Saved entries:
/---

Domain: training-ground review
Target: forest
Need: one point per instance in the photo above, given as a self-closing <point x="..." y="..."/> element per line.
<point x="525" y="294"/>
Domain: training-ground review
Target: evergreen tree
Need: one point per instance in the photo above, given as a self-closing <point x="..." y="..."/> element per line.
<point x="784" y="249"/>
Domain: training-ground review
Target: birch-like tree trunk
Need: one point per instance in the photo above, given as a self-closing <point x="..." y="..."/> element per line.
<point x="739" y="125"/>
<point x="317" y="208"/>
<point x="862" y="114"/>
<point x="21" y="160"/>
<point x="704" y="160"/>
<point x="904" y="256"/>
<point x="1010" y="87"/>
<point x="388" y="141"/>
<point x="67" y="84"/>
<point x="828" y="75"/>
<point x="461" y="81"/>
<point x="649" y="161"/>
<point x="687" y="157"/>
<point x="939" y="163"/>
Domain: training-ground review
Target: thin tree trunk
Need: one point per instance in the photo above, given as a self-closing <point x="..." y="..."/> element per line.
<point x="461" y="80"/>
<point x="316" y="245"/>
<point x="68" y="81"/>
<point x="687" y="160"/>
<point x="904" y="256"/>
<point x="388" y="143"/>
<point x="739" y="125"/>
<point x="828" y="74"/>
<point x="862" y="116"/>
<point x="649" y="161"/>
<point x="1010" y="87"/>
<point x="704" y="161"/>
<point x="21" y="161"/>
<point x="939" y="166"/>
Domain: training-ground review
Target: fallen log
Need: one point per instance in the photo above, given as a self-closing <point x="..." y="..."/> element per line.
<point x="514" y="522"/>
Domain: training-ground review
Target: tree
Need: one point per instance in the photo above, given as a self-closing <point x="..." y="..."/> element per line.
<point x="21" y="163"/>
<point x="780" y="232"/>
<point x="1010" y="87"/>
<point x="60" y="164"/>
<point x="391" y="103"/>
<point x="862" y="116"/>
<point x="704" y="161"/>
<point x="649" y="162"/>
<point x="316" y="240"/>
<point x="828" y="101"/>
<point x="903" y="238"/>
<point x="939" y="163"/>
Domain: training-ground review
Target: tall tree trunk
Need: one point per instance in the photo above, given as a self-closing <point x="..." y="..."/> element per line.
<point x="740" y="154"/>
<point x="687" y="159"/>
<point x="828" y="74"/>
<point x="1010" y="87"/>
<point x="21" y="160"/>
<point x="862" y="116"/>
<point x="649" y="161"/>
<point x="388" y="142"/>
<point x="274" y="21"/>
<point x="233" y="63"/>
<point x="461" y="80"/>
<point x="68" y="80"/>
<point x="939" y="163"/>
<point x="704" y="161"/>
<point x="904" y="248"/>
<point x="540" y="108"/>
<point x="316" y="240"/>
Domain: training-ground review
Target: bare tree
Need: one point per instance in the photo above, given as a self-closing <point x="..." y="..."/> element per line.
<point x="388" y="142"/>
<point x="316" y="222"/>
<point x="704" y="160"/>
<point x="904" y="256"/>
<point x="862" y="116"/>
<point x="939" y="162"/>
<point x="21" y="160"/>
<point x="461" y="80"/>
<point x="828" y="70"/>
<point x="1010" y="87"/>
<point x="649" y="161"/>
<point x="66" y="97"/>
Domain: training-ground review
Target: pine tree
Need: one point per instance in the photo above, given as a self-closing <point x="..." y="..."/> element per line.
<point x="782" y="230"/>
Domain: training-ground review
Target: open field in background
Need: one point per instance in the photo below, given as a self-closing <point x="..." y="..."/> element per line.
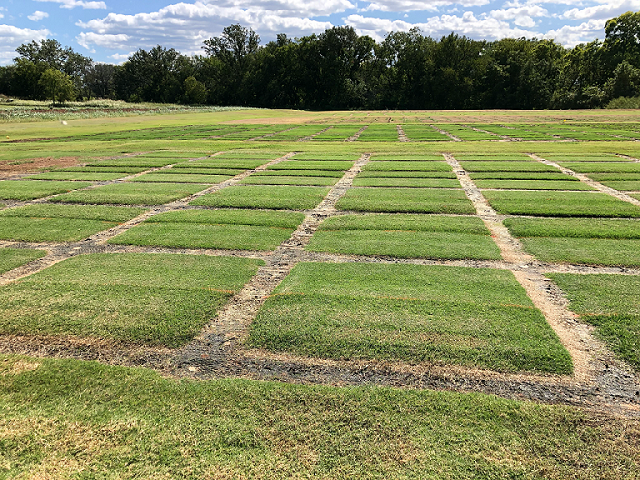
<point x="279" y="244"/>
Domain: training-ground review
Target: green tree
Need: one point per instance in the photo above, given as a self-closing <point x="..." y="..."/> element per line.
<point x="57" y="86"/>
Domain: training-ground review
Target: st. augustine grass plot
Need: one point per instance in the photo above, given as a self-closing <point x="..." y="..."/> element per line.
<point x="132" y="193"/>
<point x="215" y="229"/>
<point x="406" y="200"/>
<point x="32" y="189"/>
<point x="406" y="236"/>
<point x="265" y="196"/>
<point x="559" y="204"/>
<point x="155" y="299"/>
<point x="60" y="223"/>
<point x="445" y="315"/>
<point x="612" y="304"/>
<point x="11" y="258"/>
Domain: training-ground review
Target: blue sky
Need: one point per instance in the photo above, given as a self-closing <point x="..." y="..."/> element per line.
<point x="110" y="30"/>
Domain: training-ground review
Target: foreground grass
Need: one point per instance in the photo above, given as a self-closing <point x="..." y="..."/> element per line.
<point x="408" y="312"/>
<point x="611" y="303"/>
<point x="140" y="298"/>
<point x="72" y="419"/>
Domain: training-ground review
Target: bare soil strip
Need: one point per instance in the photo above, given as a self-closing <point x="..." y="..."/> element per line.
<point x="593" y="362"/>
<point x="451" y="136"/>
<point x="585" y="179"/>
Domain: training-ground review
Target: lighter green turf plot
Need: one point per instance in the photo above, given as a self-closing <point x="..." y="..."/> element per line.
<point x="532" y="185"/>
<point x="612" y="304"/>
<point x="560" y="204"/>
<point x="154" y="299"/>
<point x="408" y="312"/>
<point x="60" y="223"/>
<point x="133" y="193"/>
<point x="11" y="258"/>
<point x="179" y="177"/>
<point x="265" y="196"/>
<point x="406" y="200"/>
<point x="32" y="189"/>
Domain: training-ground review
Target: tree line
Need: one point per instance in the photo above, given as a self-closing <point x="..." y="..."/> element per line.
<point x="338" y="69"/>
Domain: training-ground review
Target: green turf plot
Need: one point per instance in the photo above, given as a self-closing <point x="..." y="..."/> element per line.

\---

Lines containing the word "turf": copy every one of them from the records above.

Target: lighter green turf plot
Target: green turf plot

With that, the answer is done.